● **読解本文**
赤旗2021年5月5日付
日本共産党の小池晃書記局長は3日夜のBS―TBS「報道1930」で、新型コロナ感染拡大が深刻化する中で東京五輪・パラリンピック開催に固執する菅政権を批判し、「中止する決断をすべきだ」と主張しました。
番組で、インドでの変異株による感染爆発について、世界の1日の感染者数の半分がインドでの感染者になっていると紹介され、司会の松原耕二氏が「感染が拡大する、感染が拡大するとウイルスが変異を重ねてしまう。その結果、変異を重ねてワクチン効果が薄れる。そうするとまた感染が拡大する。こういう負のスパイラルになったのではないか」と指摘しました。
小池氏は、インドでの「負のスパイラル」のきっかけが、3月に行われた世界最大級のヒンズー教の宗教行事である可能性が高いとされていることを指摘。「日本はこれから世界最大級のスポーツ行事である五輪をやろうとしている」「インドのこの経験から学ぶべき教訓は、オリンピック中止の決断をすることではないか」と強調しました。
小池氏は、政府が五輪開催に向けて、500人の看護師を動員し、200人のスポーツドクターを招集し、30の指定病院を確保するとしていることについて「これだけ医療崩壊だと言われている時に、さらなる医療の逼迫(ひっぱく)になる」と主張。たとえ「無観客開催」としても世界中から9万人が来日することになるとして「感染爆発の危険があるのではないか。『負のスパイラル』が東京五輪・パラリンピックをきっかけに日本から世界に広がったら、こんな悲劇はない。何のためのオリンピックかということになる」と語りました。

● **記録一覧**
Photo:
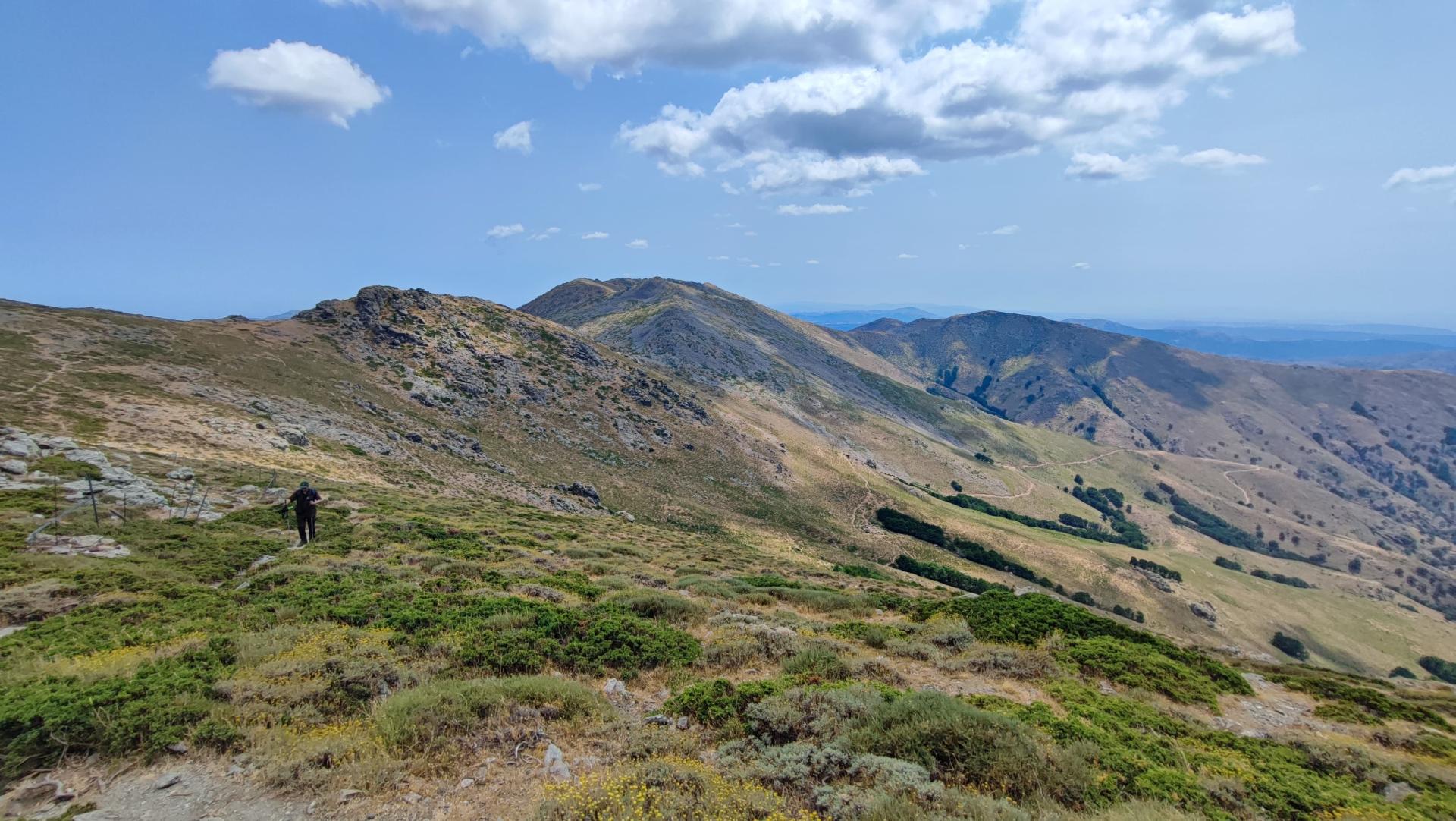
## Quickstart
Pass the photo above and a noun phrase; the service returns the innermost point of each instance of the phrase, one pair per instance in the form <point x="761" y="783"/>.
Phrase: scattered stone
<point x="555" y="765"/>
<point x="1204" y="610"/>
<point x="57" y="443"/>
<point x="93" y="546"/>
<point x="1395" y="792"/>
<point x="93" y="458"/>
<point x="584" y="491"/>
<point x="19" y="445"/>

● **本文の設問**
• A. 五輪中止を求める記事によると、政府が五輪開催に向けて確保するとしている指定病院はいくつか、答えなさい。
• B. 五輪中止を求める記事の最後の文に続けて、その先を書きなさい。

● **各問の解答**
• A. 30の指定病院です。

• B.
視聴者からの「オリンピックが日本での大感染の引き金になるのではないか」という質問に、自民党の古川俊治参院議員は「(オリンピック開催のためには)緊急事態宣言を7月まで延長することが必要かもしれない」と発言しました。
これに対して小池氏は「そこまでして五輪をやるのか。橋本聖子東京五輪パラリンピック組織委員会会長は『無観客でやる覚悟を持った』と言ったが、中止する覚悟こそ持つべきだ」と主張。「菅義偉首相は『決定権者はIOC(国際オリンピック委員会)だ』と逃げているが、IOCは日本国民の健康と命に責任を持っていない。日本国民の健康と命に責任を持っているのは日本政府だ。政府と東京都が決断をする時期が来た」と語りました。